§ **Records**:
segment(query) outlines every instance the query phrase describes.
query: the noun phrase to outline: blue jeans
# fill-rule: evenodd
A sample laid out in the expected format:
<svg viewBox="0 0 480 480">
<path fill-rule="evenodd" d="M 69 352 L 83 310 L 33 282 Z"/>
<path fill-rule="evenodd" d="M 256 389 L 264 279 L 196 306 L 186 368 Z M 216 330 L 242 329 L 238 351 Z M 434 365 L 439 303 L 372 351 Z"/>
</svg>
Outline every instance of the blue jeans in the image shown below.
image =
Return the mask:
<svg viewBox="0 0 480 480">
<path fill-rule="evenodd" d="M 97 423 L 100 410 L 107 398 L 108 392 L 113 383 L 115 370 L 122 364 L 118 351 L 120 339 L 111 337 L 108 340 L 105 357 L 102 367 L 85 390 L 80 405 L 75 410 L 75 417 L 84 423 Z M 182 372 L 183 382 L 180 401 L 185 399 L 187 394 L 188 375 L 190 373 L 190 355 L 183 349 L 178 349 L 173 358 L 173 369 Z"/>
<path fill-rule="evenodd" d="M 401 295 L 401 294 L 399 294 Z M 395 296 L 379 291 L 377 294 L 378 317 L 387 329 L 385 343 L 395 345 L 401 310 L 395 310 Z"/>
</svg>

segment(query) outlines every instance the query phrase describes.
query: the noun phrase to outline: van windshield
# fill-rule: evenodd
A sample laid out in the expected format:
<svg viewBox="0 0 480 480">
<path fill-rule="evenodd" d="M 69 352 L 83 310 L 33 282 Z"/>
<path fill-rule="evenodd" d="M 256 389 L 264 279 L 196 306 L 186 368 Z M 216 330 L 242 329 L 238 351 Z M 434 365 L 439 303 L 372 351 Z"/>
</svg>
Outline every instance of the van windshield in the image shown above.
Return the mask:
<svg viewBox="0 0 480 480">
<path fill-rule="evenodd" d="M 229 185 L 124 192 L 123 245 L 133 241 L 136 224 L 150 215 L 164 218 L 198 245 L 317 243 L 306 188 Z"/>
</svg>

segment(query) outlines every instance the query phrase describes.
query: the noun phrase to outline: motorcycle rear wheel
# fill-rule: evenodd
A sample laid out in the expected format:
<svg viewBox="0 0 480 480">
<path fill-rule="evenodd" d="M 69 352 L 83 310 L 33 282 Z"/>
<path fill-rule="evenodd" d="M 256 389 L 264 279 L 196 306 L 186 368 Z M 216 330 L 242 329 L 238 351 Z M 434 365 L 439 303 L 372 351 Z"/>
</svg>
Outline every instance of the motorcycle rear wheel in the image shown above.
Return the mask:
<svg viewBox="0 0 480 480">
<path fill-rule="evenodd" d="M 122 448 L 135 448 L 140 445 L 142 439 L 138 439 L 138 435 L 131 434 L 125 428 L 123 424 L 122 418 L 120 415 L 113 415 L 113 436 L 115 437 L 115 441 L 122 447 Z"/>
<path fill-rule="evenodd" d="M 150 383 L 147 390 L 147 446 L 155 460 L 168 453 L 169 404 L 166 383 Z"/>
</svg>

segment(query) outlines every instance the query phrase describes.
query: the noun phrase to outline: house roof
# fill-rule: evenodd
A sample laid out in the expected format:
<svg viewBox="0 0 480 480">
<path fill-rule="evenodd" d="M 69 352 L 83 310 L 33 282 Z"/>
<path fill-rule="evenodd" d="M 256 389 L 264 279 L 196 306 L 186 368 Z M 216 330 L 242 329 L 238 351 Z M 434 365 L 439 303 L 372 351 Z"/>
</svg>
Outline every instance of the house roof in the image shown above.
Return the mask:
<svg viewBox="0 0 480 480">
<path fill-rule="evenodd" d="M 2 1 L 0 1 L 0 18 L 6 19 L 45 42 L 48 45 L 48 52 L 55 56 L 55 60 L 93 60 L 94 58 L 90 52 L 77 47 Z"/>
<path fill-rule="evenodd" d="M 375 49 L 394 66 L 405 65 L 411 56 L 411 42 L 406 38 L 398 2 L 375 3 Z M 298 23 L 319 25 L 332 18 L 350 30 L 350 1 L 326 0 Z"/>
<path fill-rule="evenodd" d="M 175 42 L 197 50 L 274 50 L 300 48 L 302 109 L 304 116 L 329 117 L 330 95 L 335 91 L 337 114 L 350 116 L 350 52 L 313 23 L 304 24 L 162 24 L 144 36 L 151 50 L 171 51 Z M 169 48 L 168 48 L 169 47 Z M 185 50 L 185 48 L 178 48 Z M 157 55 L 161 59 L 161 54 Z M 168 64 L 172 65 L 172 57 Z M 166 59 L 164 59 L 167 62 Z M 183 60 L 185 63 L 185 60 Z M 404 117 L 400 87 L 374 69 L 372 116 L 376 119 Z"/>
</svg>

§ **Activity**: Go through the data above and return every line exactly.

§ **Solution for this problem**:
segment(query) outlines every instance the query phrase describes.
query: the noun phrase to outline: blue jeans
# fill-rule: evenodd
A sample laid out in the expected format:
<svg viewBox="0 0 480 480">
<path fill-rule="evenodd" d="M 69 352 L 83 310 L 33 282 Z"/>
<path fill-rule="evenodd" d="M 256 389 L 264 279 L 196 306 L 186 368 Z M 216 330 L 242 329 L 238 351 Z M 434 365 L 439 303 L 372 351 Z"/>
</svg>
Outline every instance of the blue jeans in the image shown below.
image =
Return the mask:
<svg viewBox="0 0 480 480">
<path fill-rule="evenodd" d="M 97 423 L 100 410 L 107 398 L 108 392 L 113 383 L 115 370 L 122 364 L 118 351 L 120 339 L 111 337 L 108 340 L 105 357 L 102 367 L 85 390 L 80 405 L 75 410 L 75 417 L 84 423 Z M 182 372 L 183 382 L 180 401 L 185 399 L 187 394 L 188 375 L 190 373 L 190 355 L 183 349 L 178 349 L 173 358 L 173 369 Z"/>
<path fill-rule="evenodd" d="M 401 295 L 401 294 L 399 294 Z M 395 296 L 379 291 L 377 294 L 378 317 L 387 329 L 385 343 L 395 345 L 401 310 L 395 310 Z"/>
</svg>

segment(query) outlines every instance the query phrase describes.
query: the noun phrase to outline: van windshield
# fill-rule: evenodd
A sample laid out in the expected format:
<svg viewBox="0 0 480 480">
<path fill-rule="evenodd" d="M 69 352 L 83 310 L 33 282 Z"/>
<path fill-rule="evenodd" d="M 256 389 L 264 279 L 196 306 L 186 368 Z M 216 330 L 242 329 L 238 351 Z M 434 365 L 439 303 L 372 351 Z"/>
</svg>
Outline every instance of the van windshield in the image shown above.
Return the mask:
<svg viewBox="0 0 480 480">
<path fill-rule="evenodd" d="M 229 185 L 124 192 L 123 245 L 133 241 L 136 224 L 150 215 L 164 218 L 198 245 L 317 243 L 306 188 Z"/>
</svg>

segment(query) outlines every instance the query phrase describes.
query: the noun phrase to outline: motorcycle rear wheel
# fill-rule: evenodd
A sample laid out in the expected format:
<svg viewBox="0 0 480 480">
<path fill-rule="evenodd" d="M 69 352 L 83 310 L 33 282 Z"/>
<path fill-rule="evenodd" d="M 256 389 L 264 279 L 196 306 L 186 368 Z M 216 330 L 242 329 L 238 351 Z M 434 365 L 439 303 L 372 351 Z"/>
</svg>
Outline every instance of the motorcycle rear wheel in the image shown above.
Return the mask:
<svg viewBox="0 0 480 480">
<path fill-rule="evenodd" d="M 122 448 L 135 448 L 140 445 L 142 439 L 138 439 L 138 435 L 131 434 L 125 428 L 123 424 L 122 418 L 120 415 L 113 415 L 113 436 L 115 437 L 115 441 L 122 447 Z"/>
<path fill-rule="evenodd" d="M 150 383 L 147 390 L 147 446 L 155 460 L 168 453 L 169 404 L 166 383 Z"/>
</svg>

segment(query) outlines every instance the query phrase describes.
query: the noun phrase to outline: house roof
# fill-rule: evenodd
A sample laid out in the expected format:
<svg viewBox="0 0 480 480">
<path fill-rule="evenodd" d="M 69 352 L 83 310 L 33 282 Z"/>
<path fill-rule="evenodd" d="M 256 389 L 264 279 L 196 306 L 186 368 Z M 216 330 L 242 329 L 238 351 Z M 434 365 L 439 303 L 372 351 Z"/>
</svg>
Outline every instance of the house roof in the image shown above.
Return the mask:
<svg viewBox="0 0 480 480">
<path fill-rule="evenodd" d="M 2 1 L 0 1 L 0 18 L 6 19 L 45 42 L 48 45 L 48 52 L 55 56 L 55 60 L 93 60 L 94 58 L 90 52 L 77 47 Z"/>
<path fill-rule="evenodd" d="M 375 49 L 394 66 L 405 65 L 411 56 L 411 42 L 406 38 L 398 2 L 375 3 Z M 298 23 L 319 25 L 332 18 L 350 30 L 350 1 L 326 0 Z"/>
<path fill-rule="evenodd" d="M 175 42 L 197 50 L 274 50 L 300 48 L 302 109 L 304 116 L 329 117 L 330 95 L 335 91 L 337 114 L 350 116 L 350 52 L 313 23 L 304 24 L 162 24 L 144 36 L 151 50 L 171 51 Z M 169 48 L 168 48 L 169 47 Z M 185 50 L 185 48 L 178 48 Z M 157 55 L 161 59 L 161 54 Z M 168 64 L 172 65 L 172 57 Z M 166 59 L 164 59 L 167 62 Z M 183 60 L 185 63 L 185 60 Z M 404 117 L 400 87 L 374 69 L 372 116 L 376 119 Z"/>
</svg>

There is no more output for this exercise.